Task details ::
Where the line with "Target: white trim" appears in the records below, start there and transcribe each line exactly through the last.

:::

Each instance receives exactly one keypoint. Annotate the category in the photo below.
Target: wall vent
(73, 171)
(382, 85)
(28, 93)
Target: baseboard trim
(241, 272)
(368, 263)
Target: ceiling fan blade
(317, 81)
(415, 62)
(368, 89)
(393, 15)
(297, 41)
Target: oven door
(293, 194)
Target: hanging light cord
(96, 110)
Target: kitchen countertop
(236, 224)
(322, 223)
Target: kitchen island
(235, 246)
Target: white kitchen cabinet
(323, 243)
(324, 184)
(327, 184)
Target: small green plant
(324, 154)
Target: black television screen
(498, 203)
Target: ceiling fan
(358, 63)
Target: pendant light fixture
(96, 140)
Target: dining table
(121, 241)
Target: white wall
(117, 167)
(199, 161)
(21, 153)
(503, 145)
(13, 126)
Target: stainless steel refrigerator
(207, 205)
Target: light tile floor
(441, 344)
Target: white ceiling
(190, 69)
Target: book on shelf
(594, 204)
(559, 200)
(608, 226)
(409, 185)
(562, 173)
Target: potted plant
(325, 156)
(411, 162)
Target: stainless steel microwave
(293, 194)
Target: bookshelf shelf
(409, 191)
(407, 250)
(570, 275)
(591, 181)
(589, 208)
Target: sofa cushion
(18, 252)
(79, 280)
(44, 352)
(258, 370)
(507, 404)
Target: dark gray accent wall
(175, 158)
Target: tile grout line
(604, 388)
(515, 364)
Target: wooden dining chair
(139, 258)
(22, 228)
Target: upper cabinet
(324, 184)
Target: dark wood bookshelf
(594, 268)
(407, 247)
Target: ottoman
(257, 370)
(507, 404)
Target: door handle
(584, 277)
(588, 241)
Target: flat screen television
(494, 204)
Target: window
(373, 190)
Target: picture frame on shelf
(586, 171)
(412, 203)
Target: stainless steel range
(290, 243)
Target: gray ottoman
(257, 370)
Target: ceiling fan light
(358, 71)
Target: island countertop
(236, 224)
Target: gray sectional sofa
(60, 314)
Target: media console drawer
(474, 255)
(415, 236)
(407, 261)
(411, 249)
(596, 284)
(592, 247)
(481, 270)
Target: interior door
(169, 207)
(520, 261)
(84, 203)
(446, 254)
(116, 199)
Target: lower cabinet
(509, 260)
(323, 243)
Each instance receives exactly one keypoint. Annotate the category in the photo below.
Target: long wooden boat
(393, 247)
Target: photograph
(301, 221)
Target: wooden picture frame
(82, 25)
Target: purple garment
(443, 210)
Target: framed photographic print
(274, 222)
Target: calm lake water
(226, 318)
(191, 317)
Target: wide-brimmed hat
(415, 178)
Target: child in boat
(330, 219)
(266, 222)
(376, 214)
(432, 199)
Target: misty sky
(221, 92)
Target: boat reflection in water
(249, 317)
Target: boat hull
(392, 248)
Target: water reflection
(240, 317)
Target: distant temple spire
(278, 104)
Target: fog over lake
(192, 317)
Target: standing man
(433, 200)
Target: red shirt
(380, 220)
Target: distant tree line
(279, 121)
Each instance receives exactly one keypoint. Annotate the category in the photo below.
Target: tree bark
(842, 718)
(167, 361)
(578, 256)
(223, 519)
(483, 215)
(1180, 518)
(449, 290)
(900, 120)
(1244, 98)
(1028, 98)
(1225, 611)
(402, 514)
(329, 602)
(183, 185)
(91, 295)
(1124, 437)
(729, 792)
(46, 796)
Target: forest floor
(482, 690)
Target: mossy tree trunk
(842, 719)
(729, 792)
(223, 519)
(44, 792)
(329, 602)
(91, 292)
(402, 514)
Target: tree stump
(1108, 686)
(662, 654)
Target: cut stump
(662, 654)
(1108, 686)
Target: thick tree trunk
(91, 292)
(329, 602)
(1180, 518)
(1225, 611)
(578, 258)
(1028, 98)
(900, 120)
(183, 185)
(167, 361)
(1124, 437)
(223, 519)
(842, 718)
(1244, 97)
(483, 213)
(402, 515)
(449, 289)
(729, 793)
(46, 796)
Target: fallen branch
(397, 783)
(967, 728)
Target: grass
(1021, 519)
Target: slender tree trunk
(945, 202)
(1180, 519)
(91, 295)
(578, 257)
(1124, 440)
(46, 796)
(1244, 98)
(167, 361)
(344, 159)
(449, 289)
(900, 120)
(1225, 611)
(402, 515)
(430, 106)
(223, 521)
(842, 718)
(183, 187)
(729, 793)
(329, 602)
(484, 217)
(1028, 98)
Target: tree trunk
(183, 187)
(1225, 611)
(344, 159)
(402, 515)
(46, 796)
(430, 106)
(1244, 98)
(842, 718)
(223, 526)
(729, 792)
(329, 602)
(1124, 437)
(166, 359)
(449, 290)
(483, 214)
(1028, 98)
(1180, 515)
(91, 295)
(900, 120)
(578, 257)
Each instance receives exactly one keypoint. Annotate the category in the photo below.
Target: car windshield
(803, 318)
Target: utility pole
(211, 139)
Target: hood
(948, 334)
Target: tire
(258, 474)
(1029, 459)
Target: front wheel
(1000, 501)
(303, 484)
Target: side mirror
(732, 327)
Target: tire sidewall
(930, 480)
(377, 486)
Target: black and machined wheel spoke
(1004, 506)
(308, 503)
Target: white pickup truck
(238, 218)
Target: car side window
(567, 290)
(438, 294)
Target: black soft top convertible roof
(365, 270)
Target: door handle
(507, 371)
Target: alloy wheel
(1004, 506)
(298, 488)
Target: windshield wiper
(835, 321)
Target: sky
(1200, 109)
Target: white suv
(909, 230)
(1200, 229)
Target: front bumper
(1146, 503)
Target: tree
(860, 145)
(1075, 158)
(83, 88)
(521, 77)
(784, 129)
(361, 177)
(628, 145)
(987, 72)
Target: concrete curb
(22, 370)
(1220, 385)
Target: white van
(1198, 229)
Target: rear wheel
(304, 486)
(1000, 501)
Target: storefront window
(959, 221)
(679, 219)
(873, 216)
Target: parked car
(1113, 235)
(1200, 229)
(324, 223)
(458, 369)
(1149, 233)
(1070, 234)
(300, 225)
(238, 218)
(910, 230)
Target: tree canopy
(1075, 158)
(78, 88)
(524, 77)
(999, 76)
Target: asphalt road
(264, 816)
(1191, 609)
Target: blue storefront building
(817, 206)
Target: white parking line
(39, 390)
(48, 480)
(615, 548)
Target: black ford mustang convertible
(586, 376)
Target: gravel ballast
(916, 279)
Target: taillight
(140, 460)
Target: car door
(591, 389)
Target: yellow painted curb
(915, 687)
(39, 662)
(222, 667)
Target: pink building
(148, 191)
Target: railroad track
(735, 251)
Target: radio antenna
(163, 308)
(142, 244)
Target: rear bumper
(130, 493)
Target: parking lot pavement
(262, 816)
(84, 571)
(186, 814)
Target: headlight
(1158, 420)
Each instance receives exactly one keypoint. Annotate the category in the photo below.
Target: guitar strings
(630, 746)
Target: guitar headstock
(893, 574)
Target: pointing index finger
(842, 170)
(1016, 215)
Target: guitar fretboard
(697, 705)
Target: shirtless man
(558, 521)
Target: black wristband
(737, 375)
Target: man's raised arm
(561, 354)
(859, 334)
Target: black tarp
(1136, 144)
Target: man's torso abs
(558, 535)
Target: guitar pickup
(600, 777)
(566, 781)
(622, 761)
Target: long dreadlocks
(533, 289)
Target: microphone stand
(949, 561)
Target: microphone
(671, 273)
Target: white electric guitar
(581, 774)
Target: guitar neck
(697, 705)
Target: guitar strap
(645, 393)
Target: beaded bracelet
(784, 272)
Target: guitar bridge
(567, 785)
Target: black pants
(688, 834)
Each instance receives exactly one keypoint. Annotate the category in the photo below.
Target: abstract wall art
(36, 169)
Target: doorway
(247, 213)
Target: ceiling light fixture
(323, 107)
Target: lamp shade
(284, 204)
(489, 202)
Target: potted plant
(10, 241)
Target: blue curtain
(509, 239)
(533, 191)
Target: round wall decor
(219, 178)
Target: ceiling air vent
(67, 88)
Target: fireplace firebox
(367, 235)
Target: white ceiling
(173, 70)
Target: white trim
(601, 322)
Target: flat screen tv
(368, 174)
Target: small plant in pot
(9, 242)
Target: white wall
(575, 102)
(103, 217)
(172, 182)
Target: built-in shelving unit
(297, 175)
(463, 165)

:::

Output for this exercise ::
Target: white trim
(601, 322)
Target: flat screen tv
(368, 174)
Target: small plant in pot
(9, 242)
Target: white wall
(575, 102)
(103, 217)
(172, 182)
Target: built-in shelving unit
(297, 175)
(463, 165)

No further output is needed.